# [CHALLENGES]
(a) Answer each of these from the passage on MacDiarmid:
(i) In what year did A Drunk Man Looks at the Thistle come out?
(ii) What magazine did MacDiarmid work on for a year in London?
(iii) In MacDiarmid's Scots, what does "to foch" mean?
(b) Carry on the passage about MacDiarmid from its final sentence.

In the meantime, he was enthusiastically investigating the Scots tongue or leid and, in 1922, adopted the MacDiarmid handle. However, his first book, Annals of the Five Senses, published in 1923 at his own expense, was a mixture of prose and poetry in English.
In 1926 came his most famous work, A Drunk Man Looks at the Thistle, the most Scottish title in the history of poesy. The first lines of the book-length poem read: I amna fou’ sae muckle as tired – deid dune/It’s gey and hard wark coupin’ gless for gless/Wi’ Cruivie and Gilsanquhar and the like/And I’m no’ juist as bauld as aince I wes.
I see. MacDiarmid expert Kenneth Buthlay describes A Drunk Man as “crammed full of fine lyrics, satire, flyting, parody, burlesque, occasional verse, Rabelaisian jokes, metaphysical conceits, translations and adaptations, sustained meditations and speculations on philosophical and religious problems, elemental symbols, and allusions recondite and otherwise”. Yes, that’s almost word-for-word what I thought.
At any rate, MacDiarmid deployed a “synthetic Scots” language of his own, melding multiple dialects. In his later work, he returned mostly to English or, indeed, “synthetic English”, combining scientific vocabulary as, to less than universal acclaim, he moved to more fact-based verse.
The Poetry Foundation notes that his work is “often characterised as lyrical, argumentative, polemical, and contradictory”, while the English critic (with Scottish parents) Ian Hamilton judged that MacDiarmid “makes his own rules, contemns categories, cracks open water-tight compartments, bestraddles disciplines, scorns social, cultural, and academic cliques and claques …”
Hamilton also wrote of encountering in MacDiarmid a reference to “mither-fochin scones”, which rather took him back, until he looked up the glossary and found that, in MacDiarmid’s Scots, “to foch” meant “to turn [used of scones on a griddle]”.
In 1929, MacDiarmid foched off to London, where he worked for a year on Compton Mackenzie’s magazine Vox. Next came Liverpool from 1930 to 1931, London again, then the village of Thakeham in West Sussex, before returning to Scotland and, in 1933, moving with this son and his second wife to the attractively named settlement of Sodom (originally Sudheim) on the Shetland island of Whalsay.
In 1942, war work took him to Glasgow, where he lived until 1949, in which year the English, and anti-Scottish, writer George Orwell shopped him to MI5 as among those “those who should not be trusted”. Indeed, he’d been watched by British intelligence since 1943.

# [DATA EXCERPTS]

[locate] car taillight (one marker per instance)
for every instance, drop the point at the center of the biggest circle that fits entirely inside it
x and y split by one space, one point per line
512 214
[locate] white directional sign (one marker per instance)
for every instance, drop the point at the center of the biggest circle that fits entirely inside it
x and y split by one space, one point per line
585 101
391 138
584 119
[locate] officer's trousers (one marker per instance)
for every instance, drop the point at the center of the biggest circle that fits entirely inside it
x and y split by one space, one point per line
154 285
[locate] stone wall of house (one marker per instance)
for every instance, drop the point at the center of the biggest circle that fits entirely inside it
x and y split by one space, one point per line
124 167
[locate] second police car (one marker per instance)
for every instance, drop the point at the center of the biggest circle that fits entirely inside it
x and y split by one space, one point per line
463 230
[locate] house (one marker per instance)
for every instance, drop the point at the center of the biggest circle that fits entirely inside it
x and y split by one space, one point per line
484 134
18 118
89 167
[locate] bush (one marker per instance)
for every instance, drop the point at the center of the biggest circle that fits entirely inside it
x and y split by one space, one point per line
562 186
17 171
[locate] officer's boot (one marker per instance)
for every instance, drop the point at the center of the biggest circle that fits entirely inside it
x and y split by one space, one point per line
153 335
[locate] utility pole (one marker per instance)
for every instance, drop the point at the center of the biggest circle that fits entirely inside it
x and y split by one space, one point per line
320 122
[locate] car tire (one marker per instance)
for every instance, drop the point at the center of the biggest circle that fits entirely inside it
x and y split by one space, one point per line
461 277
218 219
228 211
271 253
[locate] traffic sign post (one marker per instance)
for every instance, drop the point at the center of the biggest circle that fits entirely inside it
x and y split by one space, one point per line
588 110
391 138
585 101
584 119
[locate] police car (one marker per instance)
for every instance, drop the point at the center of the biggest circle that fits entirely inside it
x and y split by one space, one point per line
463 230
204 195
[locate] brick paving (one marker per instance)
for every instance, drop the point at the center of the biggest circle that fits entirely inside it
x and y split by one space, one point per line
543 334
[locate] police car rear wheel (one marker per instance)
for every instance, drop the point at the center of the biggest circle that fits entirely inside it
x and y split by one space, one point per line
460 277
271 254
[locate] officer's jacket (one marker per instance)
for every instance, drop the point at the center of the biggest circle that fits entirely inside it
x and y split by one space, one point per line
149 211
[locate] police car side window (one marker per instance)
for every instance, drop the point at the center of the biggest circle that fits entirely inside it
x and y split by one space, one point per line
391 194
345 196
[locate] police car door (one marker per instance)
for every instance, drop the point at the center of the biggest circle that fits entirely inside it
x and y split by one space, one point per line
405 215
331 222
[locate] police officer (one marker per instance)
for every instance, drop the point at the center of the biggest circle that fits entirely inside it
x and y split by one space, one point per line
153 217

# [RESPONSES]
(a)
(i) 1926
(ii) Compton Mackenzie's magazine Vox
(iii) To turn (used of scones on a griddle)

(b)
How so? Did his poems sap morale? Probably not, but his opinions might have. In 1941, he wrote in a letter: “On balance I regard the Axis powers, tho’ more violently evil for the time being, less dangerous than our own government in the long run and indistinguishable in purpose.”
There was also the small problem of his Communism. And, er, his Scottish nationalism. Indeed, our Hugh had placed his fingers in various political pies since the age of 16, when he joined the Independent Labour Party.
In 1928, he was a founding member of the National Party of Scotland – whatever happened to that? He left them due to his Communist views and was expelled from the Communist Party because of his nationalist views.
He also flirted with Mussolini-style fascism in the 1920s, when it had a more left-wing component, but pooh-poohed it when it went somewhat far-right. His daughter-in-law, Deirdre Grieve, said: “I think he entertained almost every ideal it was possible to entertain at one point or another.”
The man himself said: “I am . . . interested only in a very subordinate way in the politics of Socialism as a political theory; my real concern with Socialism is as an artist’s organised approach to the interdependencies of life.” Righty-oh.
MacDiarmid stood in Westminster elections for the SNP in Glasgow Kelvingrove in 1945 (excellent timing) and 1950, and for the Communist Party in Kinross and Western Perthshire in 1964, winning 127 votes.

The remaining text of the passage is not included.